• Records to use:
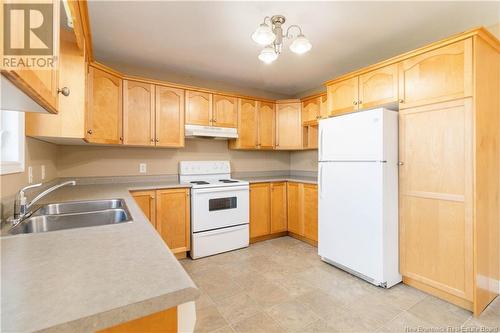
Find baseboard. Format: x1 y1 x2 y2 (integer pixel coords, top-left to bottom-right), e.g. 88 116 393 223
403 276 473 312
250 231 288 244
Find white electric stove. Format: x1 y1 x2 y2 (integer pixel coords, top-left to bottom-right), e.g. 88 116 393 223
179 161 249 259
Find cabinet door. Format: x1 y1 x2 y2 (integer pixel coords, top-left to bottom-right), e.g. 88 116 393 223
131 191 156 228
358 64 398 109
85 66 123 144
212 95 238 128
123 80 155 146
319 94 330 119
326 76 358 116
238 98 258 149
156 189 190 253
155 86 184 147
303 184 318 242
186 90 212 126
399 99 473 300
287 182 304 236
271 182 287 233
257 102 275 149
302 97 321 124
276 103 302 149
399 38 472 108
250 183 271 238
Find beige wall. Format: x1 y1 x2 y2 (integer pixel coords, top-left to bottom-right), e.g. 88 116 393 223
290 150 318 172
57 139 290 177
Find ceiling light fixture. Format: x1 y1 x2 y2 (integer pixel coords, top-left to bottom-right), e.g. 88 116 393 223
252 15 312 64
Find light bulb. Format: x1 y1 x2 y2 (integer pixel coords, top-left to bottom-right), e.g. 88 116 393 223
290 35 312 54
252 23 276 45
259 46 278 64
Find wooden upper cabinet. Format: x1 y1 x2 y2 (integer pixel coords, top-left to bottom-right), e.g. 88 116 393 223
155 86 184 147
399 38 472 108
258 102 275 149
131 190 156 228
358 64 398 109
250 183 271 238
186 90 212 126
276 102 302 149
123 80 155 146
326 76 358 116
271 182 288 233
303 184 318 242
399 99 472 301
156 188 191 253
212 95 238 128
237 98 258 149
302 97 321 124
287 182 304 236
85 66 123 144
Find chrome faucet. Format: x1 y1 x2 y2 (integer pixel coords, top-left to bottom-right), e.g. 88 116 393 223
7 180 76 227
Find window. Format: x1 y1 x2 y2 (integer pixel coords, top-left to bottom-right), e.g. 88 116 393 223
0 111 25 175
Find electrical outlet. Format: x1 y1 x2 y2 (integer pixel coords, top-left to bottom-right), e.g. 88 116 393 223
28 167 33 184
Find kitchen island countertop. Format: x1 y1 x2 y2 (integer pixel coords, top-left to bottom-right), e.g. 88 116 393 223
0 181 199 332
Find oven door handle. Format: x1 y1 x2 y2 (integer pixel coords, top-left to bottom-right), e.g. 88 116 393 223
191 186 249 194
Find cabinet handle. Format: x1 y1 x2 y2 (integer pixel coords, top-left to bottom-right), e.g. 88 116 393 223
57 87 71 96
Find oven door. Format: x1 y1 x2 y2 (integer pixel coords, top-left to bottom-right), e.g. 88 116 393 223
191 186 249 233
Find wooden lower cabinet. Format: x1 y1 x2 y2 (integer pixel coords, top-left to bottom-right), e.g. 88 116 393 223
271 182 288 233
131 190 156 228
250 182 318 245
132 188 191 254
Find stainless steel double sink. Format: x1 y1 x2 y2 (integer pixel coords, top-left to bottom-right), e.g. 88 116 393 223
9 199 132 235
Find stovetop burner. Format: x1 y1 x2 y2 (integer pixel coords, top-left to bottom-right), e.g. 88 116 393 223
190 180 210 185
219 179 238 183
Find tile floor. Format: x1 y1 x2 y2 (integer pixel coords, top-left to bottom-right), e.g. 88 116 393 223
181 237 500 333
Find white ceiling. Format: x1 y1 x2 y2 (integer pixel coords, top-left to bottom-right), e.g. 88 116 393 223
89 1 500 96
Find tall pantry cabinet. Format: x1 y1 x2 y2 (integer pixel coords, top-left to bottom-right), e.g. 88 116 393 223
398 31 500 315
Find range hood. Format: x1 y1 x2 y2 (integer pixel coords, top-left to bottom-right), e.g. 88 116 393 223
185 125 238 140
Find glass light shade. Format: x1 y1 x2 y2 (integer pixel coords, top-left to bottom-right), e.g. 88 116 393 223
259 46 278 64
290 35 312 54
252 23 276 45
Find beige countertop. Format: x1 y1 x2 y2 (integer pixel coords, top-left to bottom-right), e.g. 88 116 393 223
241 176 318 184
0 182 199 332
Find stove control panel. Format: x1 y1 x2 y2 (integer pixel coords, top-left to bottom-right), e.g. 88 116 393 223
179 161 231 176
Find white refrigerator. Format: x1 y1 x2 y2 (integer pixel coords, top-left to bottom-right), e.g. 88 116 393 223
318 108 401 288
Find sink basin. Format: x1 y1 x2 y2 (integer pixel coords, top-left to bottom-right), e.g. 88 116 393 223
33 199 126 216
9 199 131 235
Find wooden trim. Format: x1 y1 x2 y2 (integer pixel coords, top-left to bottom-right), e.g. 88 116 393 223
0 69 58 114
97 306 178 333
77 0 94 62
324 27 500 85
403 276 472 311
250 231 288 244
288 231 318 247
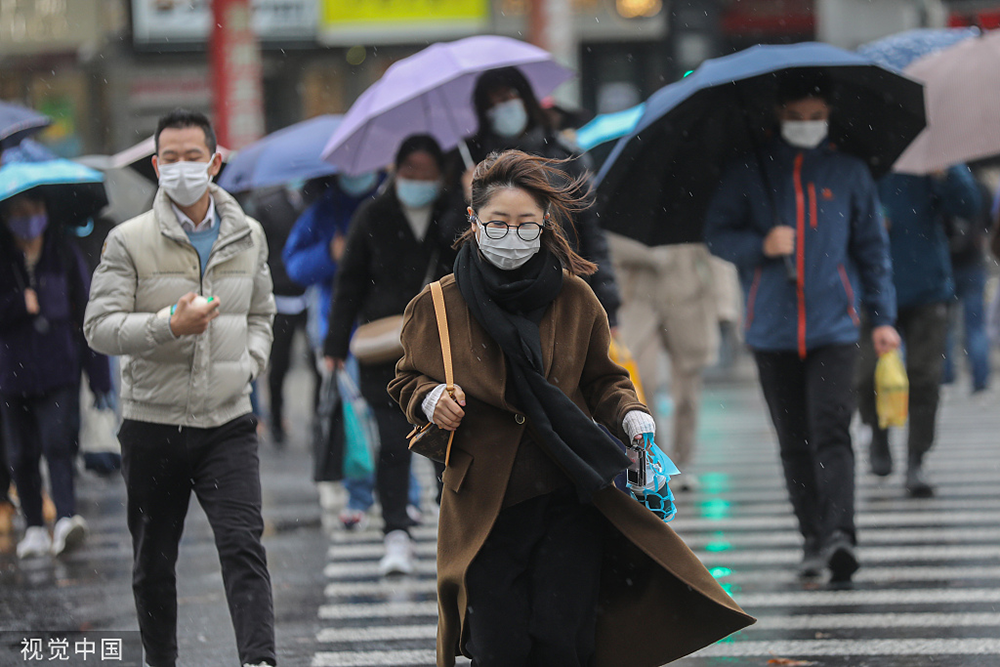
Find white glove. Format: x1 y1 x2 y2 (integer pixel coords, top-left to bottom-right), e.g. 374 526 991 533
624 408 656 444
420 384 447 422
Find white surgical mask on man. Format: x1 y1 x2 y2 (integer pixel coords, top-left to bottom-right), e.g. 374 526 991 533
781 120 830 148
486 98 528 139
157 155 215 206
476 224 542 271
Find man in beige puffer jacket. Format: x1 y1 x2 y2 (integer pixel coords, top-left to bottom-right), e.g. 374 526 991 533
84 110 275 667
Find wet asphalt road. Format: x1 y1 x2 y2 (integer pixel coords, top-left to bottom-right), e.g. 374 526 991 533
0 360 1000 667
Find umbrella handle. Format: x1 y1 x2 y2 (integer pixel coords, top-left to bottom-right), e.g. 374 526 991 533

• Prompt: Except for the pictures, give all the material above again verbatim.

• Final answer:
Find baseboard. Format: x1 y1 x2 y2 (integer pixel coords, top-left to bottom-right), e.g. 88 116 393 223
403 276 473 312
250 231 288 244
Find white electric stove. Format: x1 y1 x2 y2 (integer pixel coords, top-left to bottom-right), e.g. 88 116 393 223
179 161 249 259
Find cabinet door. Format: x1 y1 x2 y2 (integer pixel coords, top-left to bottom-right), e.g. 88 116 393 223
131 191 156 228
358 64 398 109
85 66 123 144
212 95 238 128
123 80 155 146
319 94 330 119
326 76 358 116
238 98 258 149
156 189 190 253
155 86 184 147
303 184 318 242
186 90 212 126
399 99 473 300
287 182 304 236
271 182 287 233
257 102 275 149
302 97 321 124
276 103 302 149
399 38 472 108
250 183 271 238
Find beige wall. Format: x1 y1 x2 y2 (integer pixel coords, top-left to bottom-right), e.g. 88 116 393 223
290 150 318 172
57 139 290 177
Find ceiling light fixture. Format: x1 y1 x2 y2 (integer pixel coords, top-left to bottom-right), e.g. 88 116 393 223
252 15 312 64
Find light bulb. Format: x1 y1 x2 y2 (integer pixel coords, top-left to bottom-right), e.g. 88 116 393 223
290 35 312 54
252 23 276 45
259 46 278 64
Find wooden upper cabinet. Format: x1 y1 x2 y2 (integer pixel coords, top-left to bottom-right), e.g. 88 116 393 223
155 86 184 147
399 38 472 108
258 102 275 149
131 190 156 228
358 64 398 109
250 183 271 238
186 90 212 126
276 102 302 149
123 80 155 146
326 76 358 116
271 182 288 233
303 184 318 242
399 99 472 301
156 188 191 253
212 95 238 128
237 98 258 149
302 97 321 124
287 182 304 236
85 66 123 144
Find chrome faucet. Format: x1 y1 x2 y2 (integer pixel coords, top-left to bottom-right), e.g. 88 116 393 223
7 180 76 227
Find window. Format: x1 y1 x2 y2 (integer pixel coords, top-left to bottom-right), e.g. 88 116 393 223
0 111 25 175
Find electrical outlet. Format: x1 y1 x2 y2 (integer pixel coords, top-left to bottom-right), e.g. 88 116 393 223
28 167 33 184
Find kitchen island countertop. Format: x1 y1 x2 y2 (integer pixel coords, top-left to bottom-right), e.g. 88 116 393 223
0 181 199 332
Find oven door handle. Format: x1 y1 x2 y2 (integer pixel coords, top-left to bottom-right), e.g. 88 116 393 223
191 186 249 194
Find cabinet handle. Format: x1 y1 x2 y2 (integer pixel coords, top-left to bottom-right), e.g. 88 116 393 223
57 87 71 96
Find oven door. Format: x1 y1 x2 y2 (integer pixel coords, top-left to bottom-right), e.g. 88 116 393 223
191 186 249 233
Find wooden lower cabinet. Format: x1 y1 x2 y2 (integer pixel coords, top-left to bottom-right), e.g. 88 116 393 223
271 182 288 233
131 190 156 228
250 182 318 245
132 188 191 254
Find stainless steel double sink. Format: x1 y1 x2 y2 (integer pixel coords, top-left to bottom-right), e.g. 88 116 393 223
9 199 132 235
Find stovetop burner. Format: x1 y1 x2 y2 (integer pixel coords, top-left to bottom-right), e.g. 88 116 393 223
190 180 210 185
219 179 238 183
Find tile floor. Format: x1 y1 x2 y2 (integer pixel coords, top-left to bottom-right), e.g. 88 116 393 223
181 237 500 333
Find white ceiling. Format: x1 y1 x2 y2 (integer pixel coords, top-left to bottom-right), e.g. 88 116 393 223
89 1 500 96
Find tall pantry cabinet. Format: x1 y1 x2 y2 (integer pixel coords, top-left to bottom-right), e.g. 88 116 393 223
398 31 500 315
Find range hood. Format: x1 y1 x2 y2 (integer pixel coords, top-left to bottom-right), e.g. 88 116 393 223
185 125 238 140
Find glass light shade. Format: x1 y1 x2 y2 (integer pixel coords, top-left to bottom-right), e.g. 88 116 393 223
259 46 278 64
290 35 312 54
252 23 276 45
Find beige countertop. Format: x1 y1 x2 y2 (integer pixel coords, top-left to bottom-right), e.g. 88 116 393 223
241 176 318 184
0 182 199 332
Find stove control panel. Format: x1 y1 x2 y2 (integer pixel coords, top-left to bottom-right), e.g. 88 116 393 223
179 161 231 176
Find white refrigerator. Format: x1 y1 x2 y2 (integer pixel coords, top-left to bottom-right), e.g. 88 116 393 223
318 108 401 288
Find sink basin. Format: x1 y1 x2 y2 (integer pixel coords, top-left to bottom-right), e.g. 88 116 393 223
33 199 126 216
9 199 131 235
Find wooden trim. Format: x1 y1 x2 y2 (integer pixel coords, top-left to bottom-right), e.g. 88 116 393 223
0 69 58 114
97 306 178 333
77 0 94 62
324 27 500 85
403 276 472 311
250 231 288 244
288 231 318 247
Find white glove. Format: x1 y1 x2 y2 (integer pixel coords, top-left to bottom-right), e.g. 374 526 991 533
624 408 656 444
420 384 447 422
Find white surgical mask on man. Format: x1 y1 x2 y2 (integer pixel coords, top-left to bottom-right), e.g. 374 526 991 533
781 120 830 148
486 98 528 139
157 155 215 206
476 224 542 271
Find man in beige puffer jacket. Format: x1 y1 x2 y2 (integer pixel coords, top-left to bottom-right), e.g. 374 526 991 533
84 110 275 667
Find wet asphalt road. Format: x1 y1 x2 y2 (integer pixel coords, top-left to bottom-right), e.g. 374 526 991 533
0 360 1000 667
Find umbrella handle. Format: x1 y1 x2 y2 (integer pixel coords, top-left to bottom-right), e.g. 374 526 991 533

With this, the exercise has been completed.